TASK REQUIREMENTS »
(A) Reproduce a passage from the blog post about counting blessings, beginning at the words "Of course, they" and stopping after the words "never found elsewhere.".
(B) Answer these questions using the blog post about counting blessings:
(i) Which surgery does the writer say was the one that terrified them?
(ii) Which family took in the writer's boys and gave them a constant home?
(iii) For how many years has the writer felt cursed?

Counting blessings...
I can't help but to feel blessed. I'm past what terrified me only a short month ago. I still can't believe how great my surgery went and how smooth my recovery has been.
I fully realize that it's not over yet. This DIEP surgery was the one that terrified me. It was what toyed with my emotions and created a monster within me. Now that I'm past it, I can't help but look back with a sense of relief, of accomplishment.
What seems to us as bitter trials are often blessing in disguise. - Oscar Wilde
I also can't help but to see all of the wonderful blessings in my life. By now, everyone knows that Sarah means the world to me. She is an amazing person. But it did take a village. I had everyone from acquaintances to best friends to family reaching out and helping.
Jason and his mom were incredible. They kept the house running and managed to care for me in the meantime. They were waiting on me (out of necessity) and chasing two crazy active boys for hours. They did it so effortlessly, it amazed me.
Of course, they would have never survived without Karen and the entire Wood family. They are my kids second family and managed to make the boys time away from me fun and exciting. Instead of being passed between family and friends and making a long, confusing week for the boys, the Woods took them in and gave them a constant home, making it much easier on Jason to travel to Columbus. They gave my boys a sense of security that I know we would have never found elsewhere.
I had friends and family sending me balloons, flowers, and general well wishes. I still receive cards daily from friends, hospital staff, and even friends of friends. These moments that people took to send me their thoughts were a bright spot in every single day. I even had friends send "dinner" (cash in a card for pizza) which came in handy the very next night. Whenever I needed or wanted anything, someone would instinctively provide.
I've felt so cursed for six years. I've felt trapped and defeated. Now I realize that it was the opposite. I am so blessed. I thought that this would be one of the toughest periods of my life. I was so wrong. This is an amazing time in my life. I get this wonderful outpouring of love and precious time with my friends and family. I spent so much time and energy preparing for the worst, I couldn't focus enough to see the possibility of anything fantastic. I'm just thankful that I realized it as I am living it and didn't let it all pass me by.

MATERIAL SUPPLIED »
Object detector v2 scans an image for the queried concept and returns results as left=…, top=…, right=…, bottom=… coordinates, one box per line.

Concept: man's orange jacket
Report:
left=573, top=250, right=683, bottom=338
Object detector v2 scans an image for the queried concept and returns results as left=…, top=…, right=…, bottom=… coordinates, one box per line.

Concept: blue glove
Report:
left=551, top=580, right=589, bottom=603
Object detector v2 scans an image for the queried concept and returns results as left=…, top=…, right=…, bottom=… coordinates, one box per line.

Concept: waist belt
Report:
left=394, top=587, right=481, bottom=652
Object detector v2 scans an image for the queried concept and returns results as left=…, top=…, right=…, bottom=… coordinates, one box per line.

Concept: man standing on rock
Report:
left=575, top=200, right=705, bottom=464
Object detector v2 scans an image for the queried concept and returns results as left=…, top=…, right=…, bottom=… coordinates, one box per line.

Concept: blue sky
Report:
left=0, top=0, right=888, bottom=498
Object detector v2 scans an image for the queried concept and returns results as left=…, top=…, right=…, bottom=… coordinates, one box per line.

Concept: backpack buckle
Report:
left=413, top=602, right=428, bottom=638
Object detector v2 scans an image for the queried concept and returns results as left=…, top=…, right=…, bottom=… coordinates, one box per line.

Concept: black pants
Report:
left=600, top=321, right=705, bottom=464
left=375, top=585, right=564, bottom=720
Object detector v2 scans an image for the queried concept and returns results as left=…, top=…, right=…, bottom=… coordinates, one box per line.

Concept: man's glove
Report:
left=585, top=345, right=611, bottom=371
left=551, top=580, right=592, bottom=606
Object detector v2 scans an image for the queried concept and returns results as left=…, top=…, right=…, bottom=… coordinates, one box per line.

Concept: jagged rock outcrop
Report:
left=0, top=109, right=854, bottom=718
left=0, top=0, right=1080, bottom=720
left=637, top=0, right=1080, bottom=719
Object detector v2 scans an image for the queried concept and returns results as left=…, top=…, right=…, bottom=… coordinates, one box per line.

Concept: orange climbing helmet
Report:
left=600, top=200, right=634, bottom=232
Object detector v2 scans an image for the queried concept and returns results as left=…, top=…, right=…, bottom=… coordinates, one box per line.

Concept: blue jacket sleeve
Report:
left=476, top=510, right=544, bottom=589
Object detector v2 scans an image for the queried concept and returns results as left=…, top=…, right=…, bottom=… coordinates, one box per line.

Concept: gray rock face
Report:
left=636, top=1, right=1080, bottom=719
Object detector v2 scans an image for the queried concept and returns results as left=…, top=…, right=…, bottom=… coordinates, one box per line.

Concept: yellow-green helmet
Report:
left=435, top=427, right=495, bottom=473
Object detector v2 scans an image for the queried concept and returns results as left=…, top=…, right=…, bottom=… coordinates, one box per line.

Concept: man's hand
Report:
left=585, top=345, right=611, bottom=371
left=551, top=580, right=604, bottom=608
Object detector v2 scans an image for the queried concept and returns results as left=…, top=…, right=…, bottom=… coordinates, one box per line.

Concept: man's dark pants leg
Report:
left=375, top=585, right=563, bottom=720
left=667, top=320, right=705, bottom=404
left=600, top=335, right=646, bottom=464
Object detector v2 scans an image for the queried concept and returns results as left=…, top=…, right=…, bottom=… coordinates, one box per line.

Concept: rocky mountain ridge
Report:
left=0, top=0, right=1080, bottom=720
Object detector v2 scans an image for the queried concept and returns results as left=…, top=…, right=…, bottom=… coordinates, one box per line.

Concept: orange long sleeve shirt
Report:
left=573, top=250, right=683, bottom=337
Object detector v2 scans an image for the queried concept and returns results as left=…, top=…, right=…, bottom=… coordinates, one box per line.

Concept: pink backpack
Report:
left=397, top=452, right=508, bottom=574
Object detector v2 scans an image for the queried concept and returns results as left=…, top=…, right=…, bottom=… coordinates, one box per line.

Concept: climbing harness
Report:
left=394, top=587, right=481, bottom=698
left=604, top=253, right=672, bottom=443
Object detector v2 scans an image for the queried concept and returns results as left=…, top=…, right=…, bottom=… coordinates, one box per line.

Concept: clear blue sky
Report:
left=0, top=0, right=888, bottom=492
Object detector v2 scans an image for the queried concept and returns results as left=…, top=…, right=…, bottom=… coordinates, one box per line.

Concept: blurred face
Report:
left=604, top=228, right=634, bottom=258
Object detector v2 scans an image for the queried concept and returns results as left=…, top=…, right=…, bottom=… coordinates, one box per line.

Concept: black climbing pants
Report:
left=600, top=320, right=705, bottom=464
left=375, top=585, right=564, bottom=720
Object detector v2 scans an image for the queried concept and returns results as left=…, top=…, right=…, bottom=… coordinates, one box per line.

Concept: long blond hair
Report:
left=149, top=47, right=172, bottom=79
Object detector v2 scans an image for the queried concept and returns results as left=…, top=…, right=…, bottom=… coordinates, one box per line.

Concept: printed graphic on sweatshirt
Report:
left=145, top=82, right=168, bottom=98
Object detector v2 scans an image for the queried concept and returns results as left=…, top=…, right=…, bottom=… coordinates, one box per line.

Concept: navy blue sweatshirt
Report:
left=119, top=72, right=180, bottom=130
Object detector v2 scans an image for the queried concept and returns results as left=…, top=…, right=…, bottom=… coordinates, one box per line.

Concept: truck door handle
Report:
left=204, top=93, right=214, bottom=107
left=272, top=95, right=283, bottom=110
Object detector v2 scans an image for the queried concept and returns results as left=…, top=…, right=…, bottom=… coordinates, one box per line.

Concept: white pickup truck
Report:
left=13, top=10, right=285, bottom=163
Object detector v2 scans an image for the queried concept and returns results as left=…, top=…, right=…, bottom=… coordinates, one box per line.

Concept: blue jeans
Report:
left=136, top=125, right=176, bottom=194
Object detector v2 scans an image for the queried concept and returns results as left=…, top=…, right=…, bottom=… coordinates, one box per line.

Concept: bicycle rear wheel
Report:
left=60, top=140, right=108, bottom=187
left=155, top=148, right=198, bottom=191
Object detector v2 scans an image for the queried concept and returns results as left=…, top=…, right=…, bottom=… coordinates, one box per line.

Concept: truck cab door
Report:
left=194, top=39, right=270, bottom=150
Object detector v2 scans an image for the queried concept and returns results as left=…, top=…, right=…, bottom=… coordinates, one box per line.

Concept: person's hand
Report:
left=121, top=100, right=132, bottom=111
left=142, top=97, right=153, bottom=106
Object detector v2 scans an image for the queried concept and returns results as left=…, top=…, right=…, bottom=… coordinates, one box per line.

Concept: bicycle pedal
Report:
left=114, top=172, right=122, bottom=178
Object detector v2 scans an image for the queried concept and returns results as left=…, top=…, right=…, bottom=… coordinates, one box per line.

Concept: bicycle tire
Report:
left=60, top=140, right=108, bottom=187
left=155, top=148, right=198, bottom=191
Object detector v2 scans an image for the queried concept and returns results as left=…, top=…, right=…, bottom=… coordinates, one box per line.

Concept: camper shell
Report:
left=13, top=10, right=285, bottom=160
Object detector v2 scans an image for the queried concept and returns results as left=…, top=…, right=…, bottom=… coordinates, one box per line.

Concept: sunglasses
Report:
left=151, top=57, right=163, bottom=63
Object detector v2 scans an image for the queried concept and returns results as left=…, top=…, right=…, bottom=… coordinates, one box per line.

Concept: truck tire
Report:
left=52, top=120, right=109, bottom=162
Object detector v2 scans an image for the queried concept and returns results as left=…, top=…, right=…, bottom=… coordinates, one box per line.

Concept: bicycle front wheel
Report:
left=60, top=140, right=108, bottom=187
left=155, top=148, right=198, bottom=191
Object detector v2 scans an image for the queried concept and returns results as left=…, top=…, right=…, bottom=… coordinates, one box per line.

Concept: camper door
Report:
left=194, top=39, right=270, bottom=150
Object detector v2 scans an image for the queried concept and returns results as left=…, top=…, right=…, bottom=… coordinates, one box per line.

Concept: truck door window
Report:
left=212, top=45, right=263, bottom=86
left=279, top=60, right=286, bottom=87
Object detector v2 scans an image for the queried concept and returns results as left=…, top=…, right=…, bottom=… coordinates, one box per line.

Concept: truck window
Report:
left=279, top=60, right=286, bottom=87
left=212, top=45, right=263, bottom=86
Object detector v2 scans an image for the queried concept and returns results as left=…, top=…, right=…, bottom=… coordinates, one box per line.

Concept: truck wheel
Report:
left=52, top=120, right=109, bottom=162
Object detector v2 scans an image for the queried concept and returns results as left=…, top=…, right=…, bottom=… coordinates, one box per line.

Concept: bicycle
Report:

RESPONSES PER TASK »
(A)
Of course, they would have never survived without Karen and the entire Wood family. They are my kids second family and managed to make the boys time away from me fun and exciting. Instead of being passed between family and friends and making a long, confusing week for the boys, the Woods took them in and gave them a constant home, making it much easier on Jason to travel to Columbus. They gave my boys a sense of security that I know we would have never found elsewhere.

(B)
(i) The DIEP surgery.
(ii) The Wood family.
(iii) Six years.